WHAT THE EXERCISE ASKS: Copy out the records below, swapping "place a dot" for "put a mark" wherever it occurs. Leave every other character as it is.

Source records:

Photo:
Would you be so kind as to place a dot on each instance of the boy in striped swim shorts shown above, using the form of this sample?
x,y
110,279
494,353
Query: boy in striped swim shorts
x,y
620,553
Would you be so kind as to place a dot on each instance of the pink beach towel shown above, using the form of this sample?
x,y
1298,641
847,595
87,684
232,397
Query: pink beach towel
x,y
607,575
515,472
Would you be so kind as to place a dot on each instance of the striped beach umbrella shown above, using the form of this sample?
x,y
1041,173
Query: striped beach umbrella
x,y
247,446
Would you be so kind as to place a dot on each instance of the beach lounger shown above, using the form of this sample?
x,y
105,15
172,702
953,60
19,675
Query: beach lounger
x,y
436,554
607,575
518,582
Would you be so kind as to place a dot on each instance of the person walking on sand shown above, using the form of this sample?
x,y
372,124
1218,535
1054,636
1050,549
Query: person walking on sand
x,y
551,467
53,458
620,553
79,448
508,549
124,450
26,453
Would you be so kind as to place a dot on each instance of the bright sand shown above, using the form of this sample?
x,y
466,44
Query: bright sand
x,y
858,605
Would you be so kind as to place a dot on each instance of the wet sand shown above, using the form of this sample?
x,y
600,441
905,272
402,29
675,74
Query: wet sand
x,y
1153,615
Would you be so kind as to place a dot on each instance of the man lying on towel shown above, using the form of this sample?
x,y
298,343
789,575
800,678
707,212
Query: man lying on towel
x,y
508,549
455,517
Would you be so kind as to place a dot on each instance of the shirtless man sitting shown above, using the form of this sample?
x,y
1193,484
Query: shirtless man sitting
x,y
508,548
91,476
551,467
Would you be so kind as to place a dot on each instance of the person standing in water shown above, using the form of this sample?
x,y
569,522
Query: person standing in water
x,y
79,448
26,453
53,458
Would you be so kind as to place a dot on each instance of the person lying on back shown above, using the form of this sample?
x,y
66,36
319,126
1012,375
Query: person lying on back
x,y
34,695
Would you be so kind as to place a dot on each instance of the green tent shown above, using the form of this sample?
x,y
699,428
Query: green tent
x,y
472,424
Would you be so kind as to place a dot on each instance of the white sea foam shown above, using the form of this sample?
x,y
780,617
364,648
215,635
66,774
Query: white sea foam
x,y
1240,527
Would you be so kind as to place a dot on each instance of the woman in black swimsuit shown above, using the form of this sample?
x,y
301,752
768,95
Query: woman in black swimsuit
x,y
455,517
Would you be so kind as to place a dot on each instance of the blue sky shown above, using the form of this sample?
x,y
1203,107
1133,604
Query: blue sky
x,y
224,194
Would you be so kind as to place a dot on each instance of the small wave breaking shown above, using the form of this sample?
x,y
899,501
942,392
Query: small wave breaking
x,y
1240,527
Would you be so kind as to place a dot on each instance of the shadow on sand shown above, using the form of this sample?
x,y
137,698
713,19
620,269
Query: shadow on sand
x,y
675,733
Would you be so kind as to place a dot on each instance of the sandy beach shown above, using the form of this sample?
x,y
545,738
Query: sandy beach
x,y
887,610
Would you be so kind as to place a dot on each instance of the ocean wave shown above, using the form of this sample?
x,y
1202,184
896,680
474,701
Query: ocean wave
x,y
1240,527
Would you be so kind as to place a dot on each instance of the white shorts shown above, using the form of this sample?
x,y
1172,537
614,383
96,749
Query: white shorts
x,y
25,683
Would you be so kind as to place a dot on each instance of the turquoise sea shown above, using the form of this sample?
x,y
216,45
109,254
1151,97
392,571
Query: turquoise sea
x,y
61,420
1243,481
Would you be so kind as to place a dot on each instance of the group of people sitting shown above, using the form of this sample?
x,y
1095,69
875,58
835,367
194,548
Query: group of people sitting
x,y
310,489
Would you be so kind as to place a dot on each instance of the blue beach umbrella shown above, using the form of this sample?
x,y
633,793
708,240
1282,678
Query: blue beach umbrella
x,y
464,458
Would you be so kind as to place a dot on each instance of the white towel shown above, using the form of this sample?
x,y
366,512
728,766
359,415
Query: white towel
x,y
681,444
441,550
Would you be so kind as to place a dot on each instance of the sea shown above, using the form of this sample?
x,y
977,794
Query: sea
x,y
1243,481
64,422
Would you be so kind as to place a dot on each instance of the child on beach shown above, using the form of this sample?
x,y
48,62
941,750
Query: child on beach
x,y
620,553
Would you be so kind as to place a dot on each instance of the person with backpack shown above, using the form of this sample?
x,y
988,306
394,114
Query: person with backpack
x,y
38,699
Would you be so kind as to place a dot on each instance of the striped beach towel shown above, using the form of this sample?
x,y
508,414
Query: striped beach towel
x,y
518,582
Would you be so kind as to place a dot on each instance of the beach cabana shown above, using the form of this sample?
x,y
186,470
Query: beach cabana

OUTPUT OF THE EXERCISE:
Photo:
Would you be so kind as to put a mark on each instance of the boy in striped swim shorts shown above, using the form of this sample?
x,y
110,279
494,353
Query: boy in striped swim shorts
x,y
620,553
Would you be so kind as to put a mark on each instance of the pink beach towel shown above, using the form of this sample?
x,y
1298,641
847,595
87,684
232,397
Query: pink beach towel
x,y
607,575
515,472
Would you be so kind as to put a mark on each instance of the striped beach umbrella shown above, using the form of this sample?
x,y
1041,173
Query: striped beach umbrella
x,y
247,446
Would you be so kind as to put a mark on each instance of the beach lounger shown above, using the form of this sample?
x,y
105,15
172,702
953,60
19,675
Query: beach lounger
x,y
436,554
607,575
518,582
Would you be so kind as to put a mark on each instance of the person walking on sand shown above, using the form of this sample?
x,y
372,124
1218,535
1054,636
1050,549
Query: person walking on sand
x,y
551,467
53,458
620,553
79,448
508,549
124,450
26,453
Would you be so kind as to put a mark on each instance of the bright sand shown above, using the form of this sample?
x,y
466,44
Query: bright sand
x,y
858,605
Would you be so kind as to put a mark on each instance of the wet sand shown above, using the form of this sample?
x,y
600,441
905,272
402,29
675,74
Query: wet sand
x,y
1153,615
Would you be so kind as to put a mark on each instance of the man lying on towel shown above, using the form of this sample?
x,y
298,343
789,575
800,678
707,212
Query: man lying on towel
x,y
508,549
455,517
Would you be so kind as to put a mark on each instance of the shirtless man sitting shown above, using the form of this sample?
x,y
1193,484
Query: shirtless man sitting
x,y
508,548
91,476
551,467
Would you be so kind as to put a mark on each instance of the person standing in water shown above, using the form of this sample?
x,y
569,522
Query: person standing in water
x,y
79,448
26,453
53,458
Would you be so kind as to put a mark on each instance of the person lying on back shown above, using the form of this sample?
x,y
66,36
319,126
1012,375
Query: person lying on back
x,y
34,695
Would you be so kind as to put a mark on each instance of the green tent shown above, using the form of this sample?
x,y
699,428
Query: green tent
x,y
472,424
Would you be so kind as to put a mark on each instance of the white sea foam shown above, using the form of this sample?
x,y
780,617
364,648
215,635
66,774
Query: white sea foam
x,y
1240,527
Would you be so kind as to put a mark on each instance of the woman in black swimsuit shown above, using the form of this sample?
x,y
301,752
768,95
Query: woman in black swimsuit
x,y
455,517
Would you be so kind as to put a mark on each instance of the blue sky shown above, using the form of this sample?
x,y
1203,107
1133,604
Query: blue sky
x,y
224,194
Would you be so kind as to put a mark on each instance of the small wave breaking shown above, using the form of this sample?
x,y
899,501
942,392
Query: small wave breaking
x,y
1240,527
Would you be so kind as to put a mark on each instance of the shadow on sand shown above, using the form of this sample?
x,y
137,698
713,19
620,269
Query: shadow on sand
x,y
675,733
Would you be so kind as to put a mark on each instance of the sandy beach shown above, using the form of this sample?
x,y
545,738
Query: sandy beach
x,y
887,610
Would you be so kind as to put a mark on each instance of the ocean wave shown above, using the form of this sample?
x,y
1202,184
896,680
474,701
Query: ocean wave
x,y
1240,527
Would you be so kind as to put a mark on each instance of the white shorts shown above, using the form of this sample?
x,y
1172,537
614,383
96,749
Query: white shorts
x,y
25,683
Would you be so kind as to put a mark on each instance of the turquoise sea shown above, using the form of this sample?
x,y
216,45
109,254
1151,97
392,571
Query: turquoise sea
x,y
61,420
1243,481
Would you be so kind as to put a mark on each instance of the group of people sitting shown above, using the form of this sample?
x,y
1095,69
875,58
835,367
194,548
Query: group of people sitting
x,y
310,489
Would you be so kind as to put a mark on each instance of the blue beach umbrella shown above, using the form of this sample?
x,y
633,793
708,240
1282,678
Query: blue beach umbrella
x,y
464,458
Would you be so kind as to put a mark on each instance of the white towel shown above, using the form of this sample?
x,y
366,512
728,766
359,415
Query: white towel
x,y
681,444
441,550
Would you be so kind as to put a mark on each instance of the sea shown above, using the form of this sample?
x,y
977,794
Query: sea
x,y
1243,481
64,422
Would you be so kind as to put a mark on each instance of the child on beach shown above, using the form of this sample?
x,y
48,62
941,750
Query: child on beach
x,y
620,553
Would you be so kind as to put a mark on each instance of the person with backpack shown above, using the form of this sample?
x,y
988,306
394,114
Query: person with backpack
x,y
38,699
Would you be so kind as to put a mark on each instance of the striped beach towel shown above, using the form of this sample?
x,y
508,414
Query: striped beach towel
x,y
518,582
Would you be so kind as to put a mark on each instance of the beach cabana shown above, using the form of this sample?
x,y
186,470
Query: beach cabana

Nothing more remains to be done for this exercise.